++++ Teks yang Diberikan

Aktivitas Perempuan dalam Pandangan Islam
HTI Press. Saat ini fenomena muslimah bekerja sudah menjadi rutinitas harian yang terlihat dalam aktivitas bermasyarakat. Terlepas dari menilik hukum bolehnya wanita bekerja dalam pandangan Islam, kondisi perempuan yang berperan dalam dunia kerja saat ini karena dua pilihan. Bekerja karena terpaksa atau karena sukarela memenuhi gengsi – kesenangan belaka.
Dalam siaran live interactive MHTI Lampung pada program Halo Lampung di stasiun Radar TV, Ustadzah Alif Sholihah, S.Tp (Komunitas Perempuan Peduli Keluarga MHTI Lampung), memaparkan bagaimana aktivitas perempuan saat ini dan pengaruhnya dalam kemajuan peradaban negeri bahkan dunia.
Siaran yang berlangsung pada hari Jum’at, 15 Maret 2013, bertemakan “Aktivitas Perempuan dalam Pandangan Islam”. membahas kondisi muslimah yang jauh dari rasa aman. Ini disebabkan karena aktivitas perempuan saat ini jauh dari memenuhi hak dan kewajibannya dalam pandangan Islam .
“Perempuan terpaksa bekerja bahkan melewati waktunya memenuhi kewajibannya di dalam keluarga. Adanya kesenjangan yang lebar antara yang kaya dan miskin karena tidak diterapkannya hukum kepemilikan SDA yang tepat. Mana yang kepemilikan umum, individu, atau Negara. Sehingga fasilitas yang seharusnya dinikmati dengan mudah jadi sulit. Seperti bahan baku makanan, BBM dan sebagainya yang semakin sulit untuk dimiliki. Mau tidak mau, perempuan ikut membantu keluarganya dalam memenuhi kebutuhan hidup”, ungkap Ustadzah Alif.
Adapun batasan yang perlu dipahami bagi muslimah ketika ingin bekerja tentunya tidak lepas dari pemenuhan hak dan kewajibannya sesuai aturan Islam. Seorang perempuan yang sudah menjalankan bahtera rumah tangga, ia tidak boleh melupakan kewajiban utama sebagai ummu wa robbatul bayt (ibu dan pengatur rumah tangga).

++++++++

Perintah Tugas A
Kutiplah seluruh bagian teks tentang aktivitas perempuan, dari "Adapun batasan yang" terus hingga "pengatur rumah tangga).".
Perintah Tugas B
Menurut teks tentang aktivitas perempuan, di stasiun televisi apa program Halo Lampung disiarkan?
Perintah Tugas C
Tuliskan lanjutan teks tentang aktivitas perempuan dalam pandangan Islam, dimulai sesudah kalimat terakhirnya.
Daftar di bawah ini tidak ada hubungannya dengan teks tentang aktivitas perempuan.

++++ Data Terkumpul

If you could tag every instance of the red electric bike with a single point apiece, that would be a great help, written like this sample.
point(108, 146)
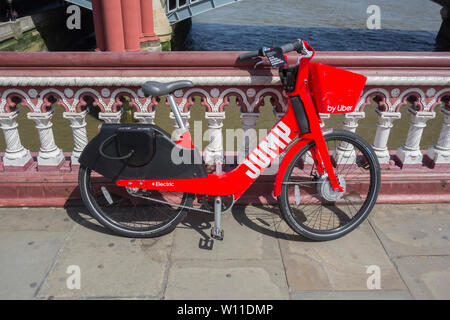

++++++++

Hasil Latihan A
Adapun batasan yang perlu dipahami bagi muslimah ketika ingin bekerja tentunya tidak lepas dari pemenuhan hak dan kewajibannya sesuai aturan Islam. Seorang perempuan yang sudah menjalankan bahtera rumah tangga, ia tidak boleh melupakan kewajiban utama sebagai ummu wa robbatul bayt (ibu dan pengatur rumah tangga).

Hasil Latihan B
Di stasiun Radar TV.

Hasil Latihan C
“Seorang ibu, ia bertanggung jawab dalam pengasuhan anak (hadhonah). Menjadi Ibu memang membutuhkan kesabaran dengan batas waktu tertentu. Maka tidak heran jika saat generasi muda kita tidak peka, karena mereka dididik tanpa kelembutan seorang ibu. Menurut penuturan Ustadzah Alif, ada beberapa tahapan yang dapat dilakukan oleh Negara agar aktivitas perempuan sesuai dengan aturan Islam. Pertama, Negara yang memberikan jaminan agar perempuan beraktivitas sesuai dengan aturan Islam. Negara menjamin hak dan kewajiban perempuan terlaksana tanpa ada yang melanggar aturan Allah.
Kedua, pengembalian fungsi pemberian nafkah oleh suami. Dengan demikian, juga perlu dipikirkan bagaimana agar setiap laki-laki bisa bekerja untuk memenuhi kebutuhan keluarganya. Adapun pemenuhan aspek pendidikan dan kesehatan yang baik dikembalikan pada tanggungjawab Negara untuk mewujudkannya.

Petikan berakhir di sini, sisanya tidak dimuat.